§ **WHAT NEEDS TO BE DONE**
Copy out exactly the lines from the one with "Target: leaf litter" through the last line of the listing below, both included, but none of the pictures.

§ **AVAILABLE RECORDS**

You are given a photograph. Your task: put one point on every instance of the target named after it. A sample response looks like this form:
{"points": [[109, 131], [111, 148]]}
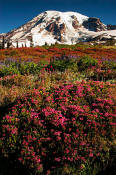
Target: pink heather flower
{"points": [[82, 143], [91, 155], [58, 159]]}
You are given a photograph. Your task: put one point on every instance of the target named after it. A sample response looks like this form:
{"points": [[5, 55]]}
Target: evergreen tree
{"points": [[3, 43]]}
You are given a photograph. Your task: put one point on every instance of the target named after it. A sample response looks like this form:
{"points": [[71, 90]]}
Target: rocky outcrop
{"points": [[111, 27], [62, 27], [94, 24], [75, 22]]}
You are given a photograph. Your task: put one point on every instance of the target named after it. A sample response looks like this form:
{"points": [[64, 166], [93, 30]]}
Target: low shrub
{"points": [[64, 130]]}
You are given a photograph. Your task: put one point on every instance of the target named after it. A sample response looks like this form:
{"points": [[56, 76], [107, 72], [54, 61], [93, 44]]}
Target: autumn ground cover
{"points": [[58, 110]]}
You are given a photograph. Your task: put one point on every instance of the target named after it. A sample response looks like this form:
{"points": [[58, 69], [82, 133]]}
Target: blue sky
{"points": [[14, 13]]}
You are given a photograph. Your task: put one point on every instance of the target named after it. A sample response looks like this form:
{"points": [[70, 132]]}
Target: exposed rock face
{"points": [[94, 24], [75, 22], [61, 27], [111, 27]]}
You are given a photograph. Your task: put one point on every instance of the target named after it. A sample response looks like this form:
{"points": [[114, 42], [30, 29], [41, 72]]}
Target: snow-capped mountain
{"points": [[50, 27]]}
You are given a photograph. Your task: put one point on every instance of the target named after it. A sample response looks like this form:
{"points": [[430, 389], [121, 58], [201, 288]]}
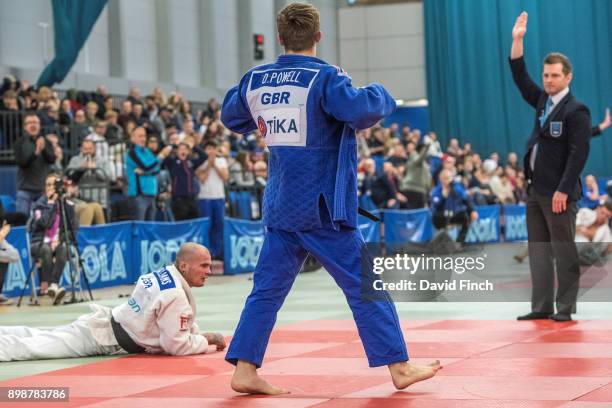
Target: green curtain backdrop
{"points": [[72, 23], [470, 89]]}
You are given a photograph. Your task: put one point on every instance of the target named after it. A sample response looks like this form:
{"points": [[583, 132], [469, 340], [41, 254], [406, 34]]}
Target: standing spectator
{"points": [[8, 254], [451, 205], [141, 169], [34, 156], [10, 118], [417, 178], [213, 175], [591, 193], [184, 184], [58, 165]]}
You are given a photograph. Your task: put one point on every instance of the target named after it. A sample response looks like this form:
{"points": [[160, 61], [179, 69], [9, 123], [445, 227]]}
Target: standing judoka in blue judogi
{"points": [[307, 111]]}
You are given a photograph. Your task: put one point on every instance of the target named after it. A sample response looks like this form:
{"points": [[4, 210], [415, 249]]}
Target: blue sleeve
{"points": [[360, 108], [235, 113]]}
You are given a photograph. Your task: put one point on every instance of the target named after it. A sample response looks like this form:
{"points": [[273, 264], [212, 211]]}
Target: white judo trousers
{"points": [[72, 340]]}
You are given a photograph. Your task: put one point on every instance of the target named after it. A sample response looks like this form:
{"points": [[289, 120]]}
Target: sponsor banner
{"points": [[370, 230], [242, 242], [516, 223], [156, 243], [486, 227], [403, 226], [16, 273]]}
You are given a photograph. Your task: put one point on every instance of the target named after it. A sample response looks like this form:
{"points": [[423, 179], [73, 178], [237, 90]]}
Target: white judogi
{"points": [[159, 316]]}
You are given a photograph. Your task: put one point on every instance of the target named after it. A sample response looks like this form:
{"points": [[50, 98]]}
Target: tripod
{"points": [[68, 240]]}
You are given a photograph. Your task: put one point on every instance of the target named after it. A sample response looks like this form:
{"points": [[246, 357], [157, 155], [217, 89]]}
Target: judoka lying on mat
{"points": [[158, 318]]}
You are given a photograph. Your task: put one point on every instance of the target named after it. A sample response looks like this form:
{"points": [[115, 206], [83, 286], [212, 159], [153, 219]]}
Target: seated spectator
{"points": [[376, 142], [399, 157], [417, 178], [260, 169], [241, 171], [34, 155], [134, 95], [88, 213], [451, 205], [58, 165], [185, 186], [591, 193], [48, 243], [213, 174], [512, 161], [8, 254], [454, 149], [114, 132], [140, 117], [188, 131], [480, 186], [380, 188]]}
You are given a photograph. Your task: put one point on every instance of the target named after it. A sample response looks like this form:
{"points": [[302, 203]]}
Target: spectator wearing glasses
{"points": [[34, 156]]}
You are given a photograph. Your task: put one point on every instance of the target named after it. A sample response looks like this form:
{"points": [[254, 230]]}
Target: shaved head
{"points": [[193, 262]]}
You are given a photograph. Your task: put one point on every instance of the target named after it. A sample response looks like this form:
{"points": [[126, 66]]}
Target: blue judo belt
{"points": [[124, 339]]}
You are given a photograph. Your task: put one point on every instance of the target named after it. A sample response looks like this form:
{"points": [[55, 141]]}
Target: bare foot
{"points": [[405, 374], [246, 380]]}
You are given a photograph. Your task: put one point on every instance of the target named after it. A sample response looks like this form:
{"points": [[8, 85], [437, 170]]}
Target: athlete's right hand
{"points": [[520, 26]]}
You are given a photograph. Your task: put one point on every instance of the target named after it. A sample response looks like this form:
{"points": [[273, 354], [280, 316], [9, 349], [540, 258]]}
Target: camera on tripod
{"points": [[60, 185]]}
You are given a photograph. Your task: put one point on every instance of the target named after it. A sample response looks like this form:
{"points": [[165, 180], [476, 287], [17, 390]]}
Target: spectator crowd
{"points": [[169, 161]]}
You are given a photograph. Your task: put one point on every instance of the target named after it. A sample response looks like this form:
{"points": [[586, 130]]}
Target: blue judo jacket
{"points": [[307, 111]]}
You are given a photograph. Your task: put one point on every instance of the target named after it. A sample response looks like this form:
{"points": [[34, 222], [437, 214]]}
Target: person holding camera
{"points": [[158, 318], [48, 240], [141, 169], [87, 160]]}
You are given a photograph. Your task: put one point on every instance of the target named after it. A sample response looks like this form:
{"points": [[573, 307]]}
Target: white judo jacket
{"points": [[159, 316]]}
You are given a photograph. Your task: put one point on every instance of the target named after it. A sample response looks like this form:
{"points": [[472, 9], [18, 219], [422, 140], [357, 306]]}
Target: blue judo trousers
{"points": [[307, 111]]}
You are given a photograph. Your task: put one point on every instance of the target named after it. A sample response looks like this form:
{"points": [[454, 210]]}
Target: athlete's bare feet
{"points": [[246, 380], [405, 374]]}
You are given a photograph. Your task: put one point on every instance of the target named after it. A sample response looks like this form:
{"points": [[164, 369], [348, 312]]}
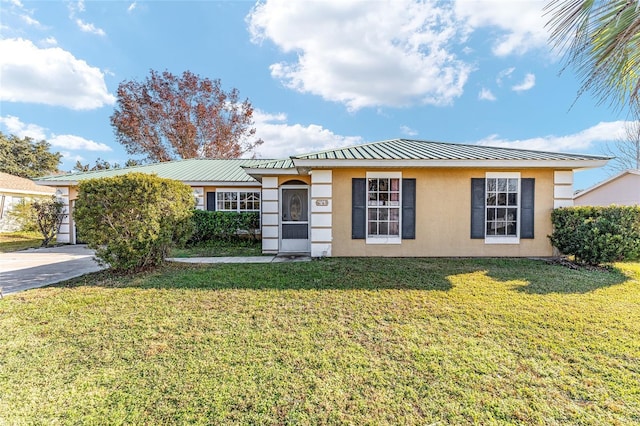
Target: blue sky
{"points": [[320, 74]]}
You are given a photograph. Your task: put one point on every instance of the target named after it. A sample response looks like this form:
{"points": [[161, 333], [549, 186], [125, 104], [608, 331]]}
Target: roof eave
{"points": [[605, 182], [258, 173], [576, 164]]}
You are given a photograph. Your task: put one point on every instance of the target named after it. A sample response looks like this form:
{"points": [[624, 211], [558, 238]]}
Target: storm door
{"points": [[294, 219]]}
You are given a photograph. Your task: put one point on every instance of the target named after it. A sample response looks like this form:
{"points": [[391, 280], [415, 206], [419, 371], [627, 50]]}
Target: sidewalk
{"points": [[230, 259], [33, 268]]}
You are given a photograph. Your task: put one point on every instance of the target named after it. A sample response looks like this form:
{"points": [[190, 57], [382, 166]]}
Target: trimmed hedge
{"points": [[133, 220], [225, 226], [596, 235]]}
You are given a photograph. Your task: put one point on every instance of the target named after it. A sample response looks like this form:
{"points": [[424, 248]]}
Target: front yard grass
{"points": [[334, 341], [14, 241]]}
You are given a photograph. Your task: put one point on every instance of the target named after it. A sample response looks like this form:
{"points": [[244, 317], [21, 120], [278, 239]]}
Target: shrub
{"points": [[24, 216], [133, 220], [596, 235], [226, 226], [49, 214]]}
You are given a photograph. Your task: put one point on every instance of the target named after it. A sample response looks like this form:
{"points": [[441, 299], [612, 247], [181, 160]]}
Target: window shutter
{"points": [[211, 201], [527, 195], [477, 208], [358, 208], [409, 209]]}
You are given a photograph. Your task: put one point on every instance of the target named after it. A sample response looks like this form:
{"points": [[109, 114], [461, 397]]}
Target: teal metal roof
{"points": [[191, 170], [409, 149], [274, 164]]}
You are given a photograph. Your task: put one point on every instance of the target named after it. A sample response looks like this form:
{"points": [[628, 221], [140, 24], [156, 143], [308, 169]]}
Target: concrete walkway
{"points": [[33, 268], [231, 259]]}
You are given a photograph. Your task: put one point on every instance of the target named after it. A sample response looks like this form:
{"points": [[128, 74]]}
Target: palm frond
{"points": [[601, 40]]}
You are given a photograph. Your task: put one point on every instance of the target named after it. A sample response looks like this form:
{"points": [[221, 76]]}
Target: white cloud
{"points": [[49, 41], [15, 126], [504, 74], [50, 76], [89, 28], [486, 95], [521, 23], [527, 84], [602, 132], [283, 140], [77, 143], [30, 20], [408, 131], [76, 8], [364, 54]]}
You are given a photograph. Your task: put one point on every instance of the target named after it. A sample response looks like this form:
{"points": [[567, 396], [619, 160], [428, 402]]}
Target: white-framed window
{"points": [[502, 208], [384, 201], [237, 200]]}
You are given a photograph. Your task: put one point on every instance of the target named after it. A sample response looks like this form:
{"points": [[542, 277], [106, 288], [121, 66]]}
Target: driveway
{"points": [[25, 269]]}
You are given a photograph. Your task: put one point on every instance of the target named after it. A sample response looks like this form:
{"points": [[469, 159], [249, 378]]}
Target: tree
{"points": [[168, 117], [626, 150], [133, 220], [600, 38], [103, 165], [49, 217], [26, 157]]}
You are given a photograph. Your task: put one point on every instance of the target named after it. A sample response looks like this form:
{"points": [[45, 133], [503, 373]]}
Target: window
{"points": [[502, 207], [383, 207], [238, 201]]}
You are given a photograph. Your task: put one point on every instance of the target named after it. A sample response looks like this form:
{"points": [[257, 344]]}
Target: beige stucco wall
{"points": [[624, 191], [443, 216]]}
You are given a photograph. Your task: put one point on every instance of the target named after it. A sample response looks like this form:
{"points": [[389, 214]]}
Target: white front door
{"points": [[294, 219]]}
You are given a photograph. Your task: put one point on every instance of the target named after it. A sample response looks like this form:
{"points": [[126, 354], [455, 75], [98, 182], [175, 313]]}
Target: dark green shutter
{"points": [[527, 196], [211, 201], [358, 208], [408, 209], [477, 208]]}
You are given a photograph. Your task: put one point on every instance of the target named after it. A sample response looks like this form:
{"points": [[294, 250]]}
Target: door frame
{"points": [[284, 186]]}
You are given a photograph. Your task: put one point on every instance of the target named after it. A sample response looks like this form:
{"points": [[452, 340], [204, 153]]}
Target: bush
{"points": [[596, 235], [224, 226], [133, 220], [24, 216], [49, 216]]}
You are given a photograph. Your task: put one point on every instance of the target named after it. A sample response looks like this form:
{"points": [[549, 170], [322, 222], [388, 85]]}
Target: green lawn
{"points": [[13, 241], [335, 341]]}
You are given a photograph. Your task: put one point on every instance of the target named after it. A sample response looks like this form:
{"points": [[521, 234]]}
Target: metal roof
{"points": [[273, 164], [11, 183], [191, 170], [409, 149]]}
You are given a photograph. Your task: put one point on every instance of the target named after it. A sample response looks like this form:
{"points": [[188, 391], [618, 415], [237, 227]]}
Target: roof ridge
{"points": [[461, 144]]}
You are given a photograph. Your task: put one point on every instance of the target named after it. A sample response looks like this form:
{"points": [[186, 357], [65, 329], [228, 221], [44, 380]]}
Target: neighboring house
{"points": [[13, 191], [391, 198], [622, 189]]}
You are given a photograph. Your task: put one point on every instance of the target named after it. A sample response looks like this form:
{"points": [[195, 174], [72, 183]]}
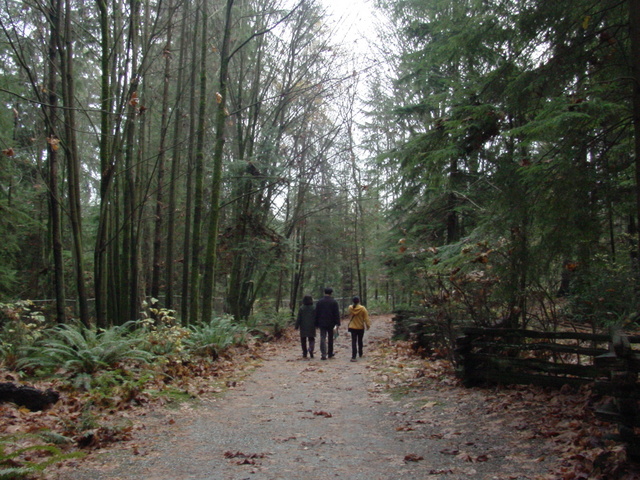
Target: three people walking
{"points": [[326, 316]]}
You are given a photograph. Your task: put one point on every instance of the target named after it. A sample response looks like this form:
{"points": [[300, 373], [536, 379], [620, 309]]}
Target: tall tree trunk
{"points": [[175, 166], [106, 168], [187, 269], [52, 153], [164, 122], [199, 173], [634, 35], [73, 166], [216, 187]]}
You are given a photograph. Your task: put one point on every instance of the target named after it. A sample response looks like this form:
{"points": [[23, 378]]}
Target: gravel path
{"points": [[295, 418]]}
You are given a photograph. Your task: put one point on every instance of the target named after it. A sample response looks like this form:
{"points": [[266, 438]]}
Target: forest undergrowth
{"points": [[33, 443]]}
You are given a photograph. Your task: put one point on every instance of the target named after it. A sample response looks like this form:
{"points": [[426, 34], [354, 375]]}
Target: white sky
{"points": [[355, 21]]}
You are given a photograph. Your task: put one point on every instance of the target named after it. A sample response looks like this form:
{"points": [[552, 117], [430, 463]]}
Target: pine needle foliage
{"points": [[519, 148]]}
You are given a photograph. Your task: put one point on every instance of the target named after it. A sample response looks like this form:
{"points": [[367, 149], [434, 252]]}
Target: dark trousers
{"points": [[357, 336], [303, 343], [326, 347]]}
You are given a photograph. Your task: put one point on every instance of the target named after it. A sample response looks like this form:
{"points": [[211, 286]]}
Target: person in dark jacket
{"points": [[306, 323], [327, 316]]}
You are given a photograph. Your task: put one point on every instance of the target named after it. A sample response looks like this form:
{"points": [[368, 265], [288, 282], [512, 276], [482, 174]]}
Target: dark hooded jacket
{"points": [[327, 312]]}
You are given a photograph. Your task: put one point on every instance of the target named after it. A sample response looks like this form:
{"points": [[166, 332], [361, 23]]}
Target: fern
{"points": [[211, 338], [78, 349]]}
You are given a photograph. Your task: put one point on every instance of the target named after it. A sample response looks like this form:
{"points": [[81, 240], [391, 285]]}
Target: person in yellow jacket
{"points": [[359, 320]]}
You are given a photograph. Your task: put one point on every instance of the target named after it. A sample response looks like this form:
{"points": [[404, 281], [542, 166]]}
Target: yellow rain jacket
{"points": [[359, 317]]}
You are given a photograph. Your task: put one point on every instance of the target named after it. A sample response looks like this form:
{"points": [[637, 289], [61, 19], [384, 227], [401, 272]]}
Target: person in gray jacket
{"points": [[327, 317], [306, 323]]}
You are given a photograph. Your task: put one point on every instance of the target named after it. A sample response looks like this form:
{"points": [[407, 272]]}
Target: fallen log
{"points": [[29, 397]]}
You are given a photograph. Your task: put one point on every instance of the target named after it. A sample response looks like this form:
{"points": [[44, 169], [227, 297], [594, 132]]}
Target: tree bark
{"points": [[52, 151], [634, 35], [164, 122], [73, 166], [216, 186], [199, 175]]}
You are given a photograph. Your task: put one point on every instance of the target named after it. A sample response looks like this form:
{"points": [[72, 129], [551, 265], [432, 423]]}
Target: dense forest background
{"points": [[480, 160]]}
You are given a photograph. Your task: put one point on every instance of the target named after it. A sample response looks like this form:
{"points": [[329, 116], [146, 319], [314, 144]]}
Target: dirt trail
{"points": [[297, 418]]}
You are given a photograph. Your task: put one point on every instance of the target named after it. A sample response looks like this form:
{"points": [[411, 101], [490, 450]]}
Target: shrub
{"points": [[22, 462], [211, 338], [20, 327]]}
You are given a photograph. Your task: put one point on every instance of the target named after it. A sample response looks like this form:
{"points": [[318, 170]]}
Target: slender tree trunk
{"points": [[199, 171], [73, 166], [634, 35], [187, 270], [175, 164], [106, 169], [164, 122], [216, 187], [52, 152]]}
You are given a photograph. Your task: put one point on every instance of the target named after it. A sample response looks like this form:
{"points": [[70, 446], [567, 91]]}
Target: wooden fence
{"points": [[609, 362]]}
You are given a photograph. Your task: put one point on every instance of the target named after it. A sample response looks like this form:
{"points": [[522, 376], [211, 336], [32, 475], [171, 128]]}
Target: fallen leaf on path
{"points": [[322, 413], [412, 457]]}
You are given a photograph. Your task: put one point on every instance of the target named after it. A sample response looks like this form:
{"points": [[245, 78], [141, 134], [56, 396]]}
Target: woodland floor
{"points": [[390, 415]]}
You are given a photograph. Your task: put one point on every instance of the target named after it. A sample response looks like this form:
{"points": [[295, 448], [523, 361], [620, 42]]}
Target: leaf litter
{"points": [[548, 434]]}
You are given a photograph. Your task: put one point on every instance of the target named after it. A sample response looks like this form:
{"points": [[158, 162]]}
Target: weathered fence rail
{"points": [[510, 356], [609, 362]]}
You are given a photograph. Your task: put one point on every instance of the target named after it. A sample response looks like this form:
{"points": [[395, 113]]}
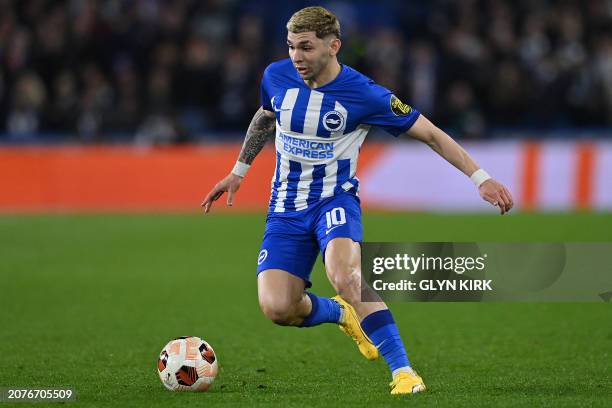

§ **SOLVED EXERCISE**
Target: leaf litter
{"points": [[548, 434]]}
You are given a photograph. Your task: put one point on every instance of the target named after it. A sample response looks like this form:
{"points": [[158, 162]]}
Target: weathered fence rail
{"points": [[510, 356], [609, 362]]}
You are given a photograph. Your task: put one point on every instance of the target named after it. A sample response looks like this form:
{"points": [[395, 113]]}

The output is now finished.